## WORK TO COMPLETE
Give the listing again word for word, excluding the pictures it contains.

## GIVEN RECORDS
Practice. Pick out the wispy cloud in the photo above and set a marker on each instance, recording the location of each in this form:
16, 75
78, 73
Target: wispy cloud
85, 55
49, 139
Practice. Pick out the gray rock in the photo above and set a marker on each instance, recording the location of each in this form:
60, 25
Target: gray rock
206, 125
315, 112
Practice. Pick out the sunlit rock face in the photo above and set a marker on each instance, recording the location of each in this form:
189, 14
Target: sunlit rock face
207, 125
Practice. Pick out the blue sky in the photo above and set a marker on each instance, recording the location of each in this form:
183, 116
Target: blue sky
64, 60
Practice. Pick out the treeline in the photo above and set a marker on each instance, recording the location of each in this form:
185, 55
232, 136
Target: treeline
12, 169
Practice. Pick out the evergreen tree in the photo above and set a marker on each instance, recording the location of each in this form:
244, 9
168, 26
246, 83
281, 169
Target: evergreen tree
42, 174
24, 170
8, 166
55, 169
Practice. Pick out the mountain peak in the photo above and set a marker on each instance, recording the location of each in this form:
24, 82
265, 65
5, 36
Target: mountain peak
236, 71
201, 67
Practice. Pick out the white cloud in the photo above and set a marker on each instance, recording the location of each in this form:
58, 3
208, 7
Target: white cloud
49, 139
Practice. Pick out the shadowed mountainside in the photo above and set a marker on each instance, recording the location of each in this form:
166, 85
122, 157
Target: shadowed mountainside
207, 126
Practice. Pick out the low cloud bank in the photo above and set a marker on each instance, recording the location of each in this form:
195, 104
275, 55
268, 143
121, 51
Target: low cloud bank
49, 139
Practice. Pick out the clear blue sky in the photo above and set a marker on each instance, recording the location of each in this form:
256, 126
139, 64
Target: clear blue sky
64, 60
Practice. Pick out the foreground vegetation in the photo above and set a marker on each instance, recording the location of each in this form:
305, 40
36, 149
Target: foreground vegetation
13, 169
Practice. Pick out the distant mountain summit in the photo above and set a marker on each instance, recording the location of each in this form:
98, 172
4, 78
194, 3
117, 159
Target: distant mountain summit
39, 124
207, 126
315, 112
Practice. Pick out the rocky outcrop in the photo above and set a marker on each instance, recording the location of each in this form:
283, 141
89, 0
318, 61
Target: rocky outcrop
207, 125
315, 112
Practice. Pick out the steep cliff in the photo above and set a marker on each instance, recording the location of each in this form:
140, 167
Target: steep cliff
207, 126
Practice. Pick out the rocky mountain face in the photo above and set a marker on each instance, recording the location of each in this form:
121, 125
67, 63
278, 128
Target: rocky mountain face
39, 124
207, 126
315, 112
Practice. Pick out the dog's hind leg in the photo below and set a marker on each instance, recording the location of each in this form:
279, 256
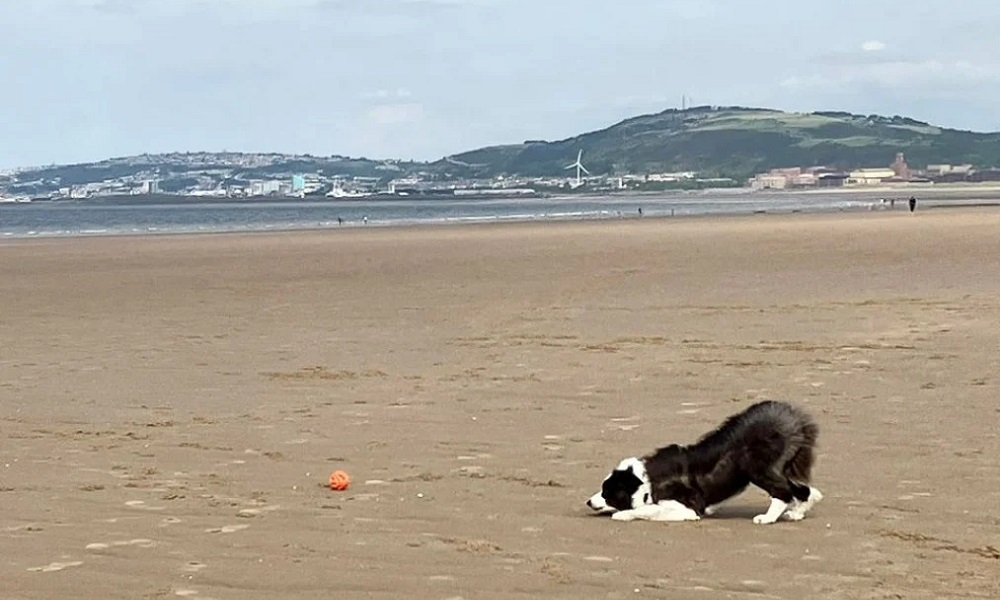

## RESULT FOR THIS EXERCISE
Practice. Pick out the wispy cloud in the photo above and set a marker on each instance, recording the location of each in this form:
16, 75
78, 73
Target: wispy cloud
85, 55
49, 139
Practice. Pick out the gray rock in the photo above and set a marker on each instance, recording the location of each in this form:
60, 25
Target: gray rock
206, 125
315, 112
Practice. Pick out the sunlit rock face in the photo above and set a marker on each instance, recording the location of each in this form:
189, 14
Target: sunlit rock face
207, 125
Practice. Pick out the blue sky in the photo above and set a marker on each instance, recording the location of each in this form:
183, 116
Target: blue sky
64, 60
Practice. Pick out the treeline in the photo above and set a marker on each instance, recording the location of each in this form:
185, 55
232, 136
Target: treeline
12, 169
Practice. Pick out the evergreen tree in the photo above and set a marker on each instance, recording the location of each in this form:
244, 9
168, 26
246, 83
281, 169
Target: evergreen tree
42, 174
24, 170
8, 166
55, 169
Practice. Pick out the mountain peak in the photo above and set a marker on each instance, recording the location of each in this form:
24, 82
265, 65
5, 36
Target: mountain peak
236, 71
201, 67
Practice. Pick out the white cloud in the photo above and set a marker on each instance, recording the location of each in this form:
58, 3
208, 7
Target: white cloud
49, 139
Practice. Pick out the shadowed mountainside in the photo above and set a marker on each instance, recording the location of each in this form:
166, 85
122, 157
Target: shadowed mountainside
207, 126
Practice. Pick out the low cloud bank in the photo above and set a marker on each instance, recording the location of each in this form:
195, 104
275, 55
268, 143
121, 51
Target: low cloud bank
49, 139
Practice. Pick out the clear blue sky in the photo above and set a marker on each instance, recording the location of each in this form:
256, 126
139, 64
Target: clear blue sky
64, 60
Practice. Pick out the foreground vegetation in the photo above and set a marker on each instance, recording the location of each in this form:
305, 40
36, 149
Target: foreground vegetation
13, 169
Practice. Pick out the distant mountain summit in the photo above and set a marker on each instance, recording the location of each in this form:
98, 172
4, 78
194, 3
117, 159
Target: distant mountain summit
39, 124
207, 126
315, 112
Practice. Pick out the rocky outcrop in the photo above and set a marker on each instance, recording the location of each in this form:
283, 141
89, 0
318, 61
Target: rocky outcrop
207, 125
315, 112
Practice. Pick out the steep cliff in the photo above and set a marker on each instance, recording the location of each in this form:
140, 167
Target: steep cliff
207, 126
Practice. Pick out the rocky mountain face in the photo above and set a marker on each instance, recording the location of each in this form:
121, 125
67, 63
278, 128
Target: rocky mountain face
39, 124
207, 126
315, 112
Practice. Pick out the dog's hind leg in the photo below and set a marker on each instance, recording the location of each in this form:
279, 256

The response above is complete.